MATERIAL =
- - - -
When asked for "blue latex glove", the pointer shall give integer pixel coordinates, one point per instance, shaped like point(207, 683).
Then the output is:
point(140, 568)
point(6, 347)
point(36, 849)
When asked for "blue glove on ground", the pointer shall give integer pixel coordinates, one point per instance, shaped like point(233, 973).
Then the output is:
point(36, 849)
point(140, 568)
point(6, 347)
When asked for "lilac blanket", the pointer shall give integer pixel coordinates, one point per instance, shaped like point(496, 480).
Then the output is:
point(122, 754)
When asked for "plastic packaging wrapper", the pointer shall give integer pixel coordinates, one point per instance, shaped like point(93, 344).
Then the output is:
- - - -
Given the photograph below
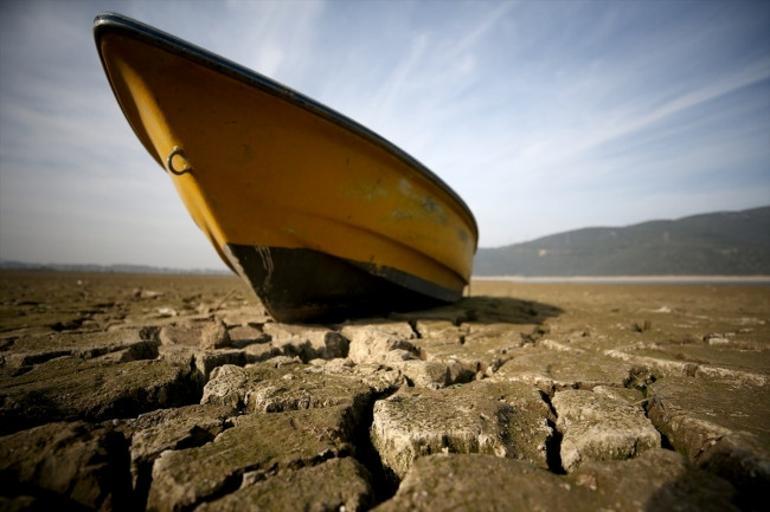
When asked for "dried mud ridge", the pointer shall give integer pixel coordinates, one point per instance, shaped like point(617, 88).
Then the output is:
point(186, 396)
- - - -
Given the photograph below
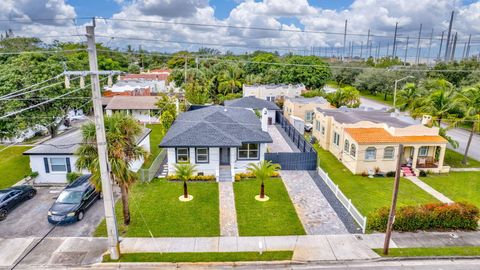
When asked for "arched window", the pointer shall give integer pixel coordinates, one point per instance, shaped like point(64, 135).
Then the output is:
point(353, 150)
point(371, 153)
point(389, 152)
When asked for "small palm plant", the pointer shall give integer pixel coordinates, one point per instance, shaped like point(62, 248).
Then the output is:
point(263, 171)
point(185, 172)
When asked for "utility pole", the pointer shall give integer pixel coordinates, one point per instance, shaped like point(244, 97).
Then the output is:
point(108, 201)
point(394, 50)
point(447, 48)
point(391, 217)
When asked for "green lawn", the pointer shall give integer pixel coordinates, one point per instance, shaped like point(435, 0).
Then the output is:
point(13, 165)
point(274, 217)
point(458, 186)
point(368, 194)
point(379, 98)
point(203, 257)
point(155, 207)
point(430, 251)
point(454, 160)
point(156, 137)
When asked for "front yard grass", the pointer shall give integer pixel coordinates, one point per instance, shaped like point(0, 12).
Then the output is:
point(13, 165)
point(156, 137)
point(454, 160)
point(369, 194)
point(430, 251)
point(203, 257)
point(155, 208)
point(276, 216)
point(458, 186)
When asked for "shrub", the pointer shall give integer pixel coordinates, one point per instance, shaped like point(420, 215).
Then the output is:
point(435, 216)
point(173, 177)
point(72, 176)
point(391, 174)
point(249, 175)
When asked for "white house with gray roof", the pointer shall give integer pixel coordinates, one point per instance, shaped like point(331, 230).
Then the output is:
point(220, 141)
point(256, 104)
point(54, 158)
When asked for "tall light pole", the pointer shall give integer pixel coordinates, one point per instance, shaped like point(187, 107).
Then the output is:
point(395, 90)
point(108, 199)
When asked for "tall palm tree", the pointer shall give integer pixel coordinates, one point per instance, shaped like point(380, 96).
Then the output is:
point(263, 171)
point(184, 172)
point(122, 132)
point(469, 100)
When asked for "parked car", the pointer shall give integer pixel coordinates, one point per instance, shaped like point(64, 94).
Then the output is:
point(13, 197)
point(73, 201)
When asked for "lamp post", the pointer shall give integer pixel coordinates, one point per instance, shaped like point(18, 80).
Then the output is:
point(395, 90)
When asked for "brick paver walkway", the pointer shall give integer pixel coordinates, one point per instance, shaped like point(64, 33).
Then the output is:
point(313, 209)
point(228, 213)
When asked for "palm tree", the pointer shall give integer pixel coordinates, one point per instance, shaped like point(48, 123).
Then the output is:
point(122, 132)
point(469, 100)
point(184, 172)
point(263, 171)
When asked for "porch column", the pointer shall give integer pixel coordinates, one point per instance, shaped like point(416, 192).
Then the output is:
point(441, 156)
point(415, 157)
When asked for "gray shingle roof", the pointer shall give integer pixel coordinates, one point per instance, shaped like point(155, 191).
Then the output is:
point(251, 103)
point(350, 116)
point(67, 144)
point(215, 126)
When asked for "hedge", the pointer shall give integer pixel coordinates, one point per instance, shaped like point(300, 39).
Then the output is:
- - - -
Starting with the line containing "like point(0, 12)." and going on through the line containing "point(54, 158)", both included, express those lines as a Markdown table with the columns Row and Entry line, leaving out any blank lines.

| Row | Entry line |
|---|---|
| 1 | When asked for "front yard grass", the pointer shall give integer pixel coordinates, one point per instance, shaped like point(0, 12). |
| 2 | Then the output is: |
| 3 | point(13, 165) |
| 4 | point(156, 137) |
| 5 | point(454, 160) |
| 6 | point(369, 194) |
| 7 | point(430, 251) |
| 8 | point(203, 257) |
| 9 | point(155, 208) |
| 10 | point(276, 216) |
| 11 | point(458, 186) |
| 12 | When asked for "shrub", the pointer shall give integer pixel coordinates, one point per instance, shaped like point(420, 215). |
| 13 | Then the output is: |
| 14 | point(435, 216) |
| 15 | point(173, 177) |
| 16 | point(72, 176) |
| 17 | point(391, 174) |
| 18 | point(249, 175) |
| 19 | When asked for "white house with gray roof", the pointer shall give integer pixel coordinates, one point per instance, shaped like point(331, 230). |
| 20 | Then the output is: |
| 21 | point(220, 141) |
| 22 | point(256, 104) |
| 23 | point(54, 158) |